__Task brief__.
Reproduce each of the rows below verbatim, line for line.

__Saved data entries__.

◇ ◇ ◇ ◇ ◇

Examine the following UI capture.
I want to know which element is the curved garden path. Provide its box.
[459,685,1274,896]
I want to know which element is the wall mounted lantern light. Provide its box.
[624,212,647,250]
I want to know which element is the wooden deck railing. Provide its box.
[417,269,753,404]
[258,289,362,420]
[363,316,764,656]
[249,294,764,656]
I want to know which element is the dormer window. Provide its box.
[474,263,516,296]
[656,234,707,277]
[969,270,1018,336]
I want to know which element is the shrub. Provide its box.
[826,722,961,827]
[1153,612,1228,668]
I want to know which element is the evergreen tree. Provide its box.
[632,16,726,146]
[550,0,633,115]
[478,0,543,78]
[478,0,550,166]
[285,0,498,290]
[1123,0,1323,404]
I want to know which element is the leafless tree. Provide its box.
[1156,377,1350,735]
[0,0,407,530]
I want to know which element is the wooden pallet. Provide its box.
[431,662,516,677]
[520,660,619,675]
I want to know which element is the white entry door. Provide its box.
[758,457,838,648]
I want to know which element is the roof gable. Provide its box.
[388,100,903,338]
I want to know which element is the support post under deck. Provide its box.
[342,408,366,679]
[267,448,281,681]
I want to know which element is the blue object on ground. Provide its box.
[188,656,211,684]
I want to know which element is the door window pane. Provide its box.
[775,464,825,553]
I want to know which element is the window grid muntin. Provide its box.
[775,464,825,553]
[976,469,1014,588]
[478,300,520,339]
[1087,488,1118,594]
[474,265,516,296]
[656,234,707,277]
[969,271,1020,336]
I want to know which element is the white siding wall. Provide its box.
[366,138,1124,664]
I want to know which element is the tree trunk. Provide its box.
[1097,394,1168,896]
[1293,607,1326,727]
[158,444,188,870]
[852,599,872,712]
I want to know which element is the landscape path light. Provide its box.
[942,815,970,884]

◇ ◇ ◇ ◇ ◇

__Response__.
Examine the following UI capture.
I want to know which element is the curved garden path. Provide its box.
[459,685,1274,896]
I want to know which element is the wall mounted lantern light. Provide its box.
[624,212,647,250]
I want to know which element is the wooden deck railing. Provide its box.
[417,269,753,404]
[258,289,362,420]
[363,316,764,656]
[249,294,764,656]
I want to know which element is the dormer window. Provide its box.
[474,263,516,296]
[656,234,707,277]
[969,270,1018,336]
I want to know which element is the shrub. Provide its box.
[826,722,961,827]
[1153,612,1228,668]
I want to know which element is the evergreen tree. Provide its box.
[632,16,726,146]
[550,0,633,115]
[478,0,543,78]
[478,0,550,166]
[285,0,498,290]
[1123,0,1323,404]
I want to know which element is the leafless tree. Provide its box.
[1156,377,1350,735]
[0,0,407,530]
I want to know which element is the wooden pallet. Provide its box.
[431,662,516,677]
[520,660,619,675]
I want to know which element is the white entry door. Provide its box.
[758,457,838,648]
I want to know which element is the roof gable. Provide its box.
[388,100,903,338]
I want to know which element is the support post under deck. Provide its box.
[342,408,366,679]
[267,448,281,681]
I want to know which element is the blue object on ground. Provide its box.
[188,656,211,684]
I want to know which element is the door window pane. Provide its box.
[775,464,825,553]
I want to know which element is the window grid muntin. Provide its box.
[775,464,825,553]
[976,469,1014,588]
[478,300,520,339]
[1087,488,1118,594]
[474,265,516,296]
[656,234,707,277]
[969,271,1020,336]
I want to know which element is the white siding wall. Provide its box.
[366,138,1124,664]
I want to know which element is the tree trunk. Provide its box.
[1097,394,1168,896]
[1293,607,1326,727]
[158,444,188,870]
[852,599,872,712]
I want to know which element is the landscape path light. Provide its box.
[942,815,970,884]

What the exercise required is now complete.